Rechtsfragen im Retailbanking

Moderne Etikette: Soziale Medien gesetzeskonform nutzen

Soziale Medien verbreiten sich rasant in Deutschland und sind damit zu einem sehr wichtigen Kanal der Kreditinstitute geworden. 69 Prozent aller Internetnutzer sind täglich auf Mitmachplattformen aktiv. Speziell für die 14- bis 29-Jährigen sind Facebook, Twitter und Co. die bedeutendsten Kommunikationsmittel - laut Bitkom sind 91 Prozent von ihnen bei sozialen Medien angemeldet. Das wollen sich Kreditinstitute zunutze machen. Bereits 93 Prozent der Banken und Sparkassen betreiben eine Facebook-Fanpage oder planen deren Einsatz.

(Datensätze)

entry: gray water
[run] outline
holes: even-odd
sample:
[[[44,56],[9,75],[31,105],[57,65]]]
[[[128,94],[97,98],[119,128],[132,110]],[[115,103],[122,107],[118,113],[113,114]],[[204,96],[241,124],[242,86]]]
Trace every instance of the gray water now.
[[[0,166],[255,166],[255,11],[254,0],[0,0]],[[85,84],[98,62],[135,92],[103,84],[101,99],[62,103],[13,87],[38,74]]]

■ AUFGABE 1 ■
Zitieren Sie aus dem Textausschnitt über soziale Medien wörtlich den Abschnitt, der mit den Worten "Rechtsfragen im Retailbanking" beginnt und mit "planen deren Einsatz." endet.
■ AUFGABE 2 ■
Beantworten Sie anhand des Textausschnitts über soziale Medien die folgenden Fragen:
(a) Wie viel Prozent aller Internetnutzer sind täglich auf Mitmachplattformen aktiv?
(b) Wie viel Prozent der 14- bis 29-Jährigen sind laut Bitkom bei sozialen Medien angemeldet?
(c) Wie viel Prozent der Banken und Sparkassen betreiben eine Facebook-Fanpage oder planen deren Einsatz?
Die Zeilen werden für die Bearbeitung nicht benötigt.

■ SCHRIFTLICHE LÖSUNG 1 ■
Rechtsfragen im Retailbanking

Moderne Etikette: Soziale Medien gesetzeskonform nutzen

Soziale Medien verbreiten sich rasant in Deutschland und sind damit zu einem sehr wichtigen Kanal der Kreditinstitute geworden. 69 Prozent aller Internetnutzer sind täglich auf Mitmachplattformen aktiv. Speziell für die 14- bis 29-Jährigen sind Facebook, Twitter und Co. die bedeutendsten Kommunikationsmittel - laut Bitkom sind 91 Prozent von ihnen bei sozialen Medien angemeldet. Das wollen sich Kreditinstitute zunutze machen. Bereits 93 Prozent der Banken und Sparkassen betreiben eine Facebook-Fanpage oder planen deren Einsatz.

■ SCHRIFTLICHE LÖSUNG 2 ■
(a) 69 Prozent aller Internetnutzer sind täglich auf Mitmachplattformen aktiv.
(b) Laut Bitkom sind 91 Prozent der 14- bis 29-Jährigen bei sozialen Medien angemeldet.
(c) 93 Prozent der Banken und Sparkassen betreiben eine Facebook-Fanpage oder planen deren Einsatz.